• [WHAT YOU SHOULD DO]
Look for the line containing "Each instance of the woman" in the records below. Then output it and all the lines that follow, exactly and without any others.

--- DATA EXTRACT Enclosed Below ---

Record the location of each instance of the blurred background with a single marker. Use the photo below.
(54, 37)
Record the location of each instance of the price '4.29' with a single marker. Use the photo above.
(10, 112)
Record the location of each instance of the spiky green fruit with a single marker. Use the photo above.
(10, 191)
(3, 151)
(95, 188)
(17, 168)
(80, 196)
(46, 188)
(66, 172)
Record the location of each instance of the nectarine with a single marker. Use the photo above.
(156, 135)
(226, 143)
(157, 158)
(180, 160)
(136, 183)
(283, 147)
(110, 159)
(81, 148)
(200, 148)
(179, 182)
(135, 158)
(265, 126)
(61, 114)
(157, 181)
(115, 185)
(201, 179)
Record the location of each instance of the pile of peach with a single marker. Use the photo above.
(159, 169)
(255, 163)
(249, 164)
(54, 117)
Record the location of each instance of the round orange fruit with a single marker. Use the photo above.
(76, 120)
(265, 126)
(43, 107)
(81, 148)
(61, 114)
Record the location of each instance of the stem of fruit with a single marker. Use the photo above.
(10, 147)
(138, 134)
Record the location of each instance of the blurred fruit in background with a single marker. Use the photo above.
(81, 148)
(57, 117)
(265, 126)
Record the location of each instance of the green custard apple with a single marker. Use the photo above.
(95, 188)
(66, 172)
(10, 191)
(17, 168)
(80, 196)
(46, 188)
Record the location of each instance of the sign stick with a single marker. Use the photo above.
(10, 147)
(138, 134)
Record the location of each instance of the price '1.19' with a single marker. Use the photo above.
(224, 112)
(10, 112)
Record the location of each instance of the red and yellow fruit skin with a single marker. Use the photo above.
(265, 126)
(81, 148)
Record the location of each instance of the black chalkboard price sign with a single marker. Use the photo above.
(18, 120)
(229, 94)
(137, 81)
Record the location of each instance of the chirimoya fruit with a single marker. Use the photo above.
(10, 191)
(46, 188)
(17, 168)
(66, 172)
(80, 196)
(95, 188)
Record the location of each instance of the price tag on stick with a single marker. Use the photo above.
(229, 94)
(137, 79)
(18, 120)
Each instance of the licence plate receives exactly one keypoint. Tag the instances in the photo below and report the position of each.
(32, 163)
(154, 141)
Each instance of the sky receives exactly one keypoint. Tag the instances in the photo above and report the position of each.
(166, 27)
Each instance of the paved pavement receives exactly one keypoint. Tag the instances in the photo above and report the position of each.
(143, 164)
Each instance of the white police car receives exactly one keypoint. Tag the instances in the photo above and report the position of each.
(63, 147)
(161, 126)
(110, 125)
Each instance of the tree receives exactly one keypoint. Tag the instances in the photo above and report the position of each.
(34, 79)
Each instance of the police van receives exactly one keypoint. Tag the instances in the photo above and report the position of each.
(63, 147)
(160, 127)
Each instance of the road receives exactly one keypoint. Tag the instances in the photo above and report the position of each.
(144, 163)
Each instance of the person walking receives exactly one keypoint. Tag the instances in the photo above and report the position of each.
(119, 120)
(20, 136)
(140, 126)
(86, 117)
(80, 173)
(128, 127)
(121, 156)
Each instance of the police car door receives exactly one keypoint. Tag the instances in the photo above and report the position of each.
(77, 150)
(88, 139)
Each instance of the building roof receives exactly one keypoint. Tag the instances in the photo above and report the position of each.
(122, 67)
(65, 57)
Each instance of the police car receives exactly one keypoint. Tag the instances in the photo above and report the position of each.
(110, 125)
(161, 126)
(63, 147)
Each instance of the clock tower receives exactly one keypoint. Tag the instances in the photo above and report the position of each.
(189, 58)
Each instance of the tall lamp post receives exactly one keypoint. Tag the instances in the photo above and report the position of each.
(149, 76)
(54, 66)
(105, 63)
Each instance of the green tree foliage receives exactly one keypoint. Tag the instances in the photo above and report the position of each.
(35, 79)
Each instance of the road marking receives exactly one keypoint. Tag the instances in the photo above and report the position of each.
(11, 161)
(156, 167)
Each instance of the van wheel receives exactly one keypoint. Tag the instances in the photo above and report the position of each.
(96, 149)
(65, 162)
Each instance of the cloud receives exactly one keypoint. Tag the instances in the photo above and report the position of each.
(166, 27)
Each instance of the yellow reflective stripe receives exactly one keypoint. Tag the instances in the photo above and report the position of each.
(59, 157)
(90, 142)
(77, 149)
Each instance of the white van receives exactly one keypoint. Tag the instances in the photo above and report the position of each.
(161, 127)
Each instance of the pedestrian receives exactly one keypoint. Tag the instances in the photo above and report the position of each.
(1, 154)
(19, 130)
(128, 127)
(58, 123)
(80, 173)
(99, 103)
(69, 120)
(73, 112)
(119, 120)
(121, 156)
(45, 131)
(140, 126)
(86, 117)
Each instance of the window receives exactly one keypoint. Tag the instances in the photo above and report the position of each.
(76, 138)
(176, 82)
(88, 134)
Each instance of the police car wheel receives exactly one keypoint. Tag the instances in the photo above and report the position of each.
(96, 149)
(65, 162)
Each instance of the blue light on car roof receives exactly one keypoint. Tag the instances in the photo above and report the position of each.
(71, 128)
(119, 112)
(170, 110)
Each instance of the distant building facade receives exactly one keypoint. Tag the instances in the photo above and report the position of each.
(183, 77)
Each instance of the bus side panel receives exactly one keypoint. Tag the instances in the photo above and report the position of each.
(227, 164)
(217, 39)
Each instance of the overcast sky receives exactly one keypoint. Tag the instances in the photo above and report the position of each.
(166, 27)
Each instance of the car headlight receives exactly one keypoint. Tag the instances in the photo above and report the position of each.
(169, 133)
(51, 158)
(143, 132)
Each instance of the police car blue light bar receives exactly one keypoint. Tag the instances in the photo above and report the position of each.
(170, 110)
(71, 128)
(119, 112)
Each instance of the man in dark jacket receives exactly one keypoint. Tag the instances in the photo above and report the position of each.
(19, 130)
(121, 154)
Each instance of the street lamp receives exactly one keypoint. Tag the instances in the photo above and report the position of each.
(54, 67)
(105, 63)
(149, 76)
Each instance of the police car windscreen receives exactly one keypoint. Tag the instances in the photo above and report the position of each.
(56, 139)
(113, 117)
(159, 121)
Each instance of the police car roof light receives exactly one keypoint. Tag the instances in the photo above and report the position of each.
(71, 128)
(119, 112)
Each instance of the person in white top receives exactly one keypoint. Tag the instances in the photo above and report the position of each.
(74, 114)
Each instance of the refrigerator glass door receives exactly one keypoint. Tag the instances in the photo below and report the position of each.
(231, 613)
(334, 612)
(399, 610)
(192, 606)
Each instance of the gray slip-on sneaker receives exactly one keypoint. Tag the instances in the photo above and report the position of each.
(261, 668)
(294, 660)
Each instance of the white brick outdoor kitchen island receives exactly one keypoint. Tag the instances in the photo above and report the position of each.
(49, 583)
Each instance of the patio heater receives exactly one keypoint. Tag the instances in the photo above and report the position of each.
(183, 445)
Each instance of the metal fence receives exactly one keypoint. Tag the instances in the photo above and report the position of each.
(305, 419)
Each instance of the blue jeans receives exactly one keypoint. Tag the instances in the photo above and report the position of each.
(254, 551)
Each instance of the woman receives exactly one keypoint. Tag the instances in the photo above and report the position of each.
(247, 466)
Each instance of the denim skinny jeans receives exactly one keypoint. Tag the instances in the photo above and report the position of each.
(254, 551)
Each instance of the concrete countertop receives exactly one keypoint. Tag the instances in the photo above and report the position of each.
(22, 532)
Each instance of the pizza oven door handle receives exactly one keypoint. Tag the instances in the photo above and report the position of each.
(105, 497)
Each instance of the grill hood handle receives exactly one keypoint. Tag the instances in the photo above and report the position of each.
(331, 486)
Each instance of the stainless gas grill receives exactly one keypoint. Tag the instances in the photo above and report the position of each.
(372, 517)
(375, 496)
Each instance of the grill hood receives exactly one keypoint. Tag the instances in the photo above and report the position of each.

--- End of Enclosed DATA EXTRACT ---

• [WRITTEN RESPONSE]
Each instance of the woman receives exactly one keypoint. Tag the instances in the photo above and report the position of each.
(247, 466)
Each instance of the denim skinny jeans receives exactly one keypoint. Tag the instances in the photo above and report the position of each.
(254, 551)
Each instance of the concrete countertop receives exactly one keypoint. Tag the instances in the photo above and report the position of each.
(22, 532)
Each instance of the pizza oven door handle receives exactly one keypoint. Tag the instances in the photo above and report the position of each.
(105, 497)
Each instance of the grill hood handle receives exactly one keypoint. Tag the instances in the photo above and report the position of each.
(331, 486)
Each instance of the stainless gas grill receives exactly one keypoint. Tag the instances in the photo above and report the position of each.
(372, 517)
(375, 496)
Each instance of the grill hood receives exactly one keypoint. Tag the instances in the photo above and report the position of each.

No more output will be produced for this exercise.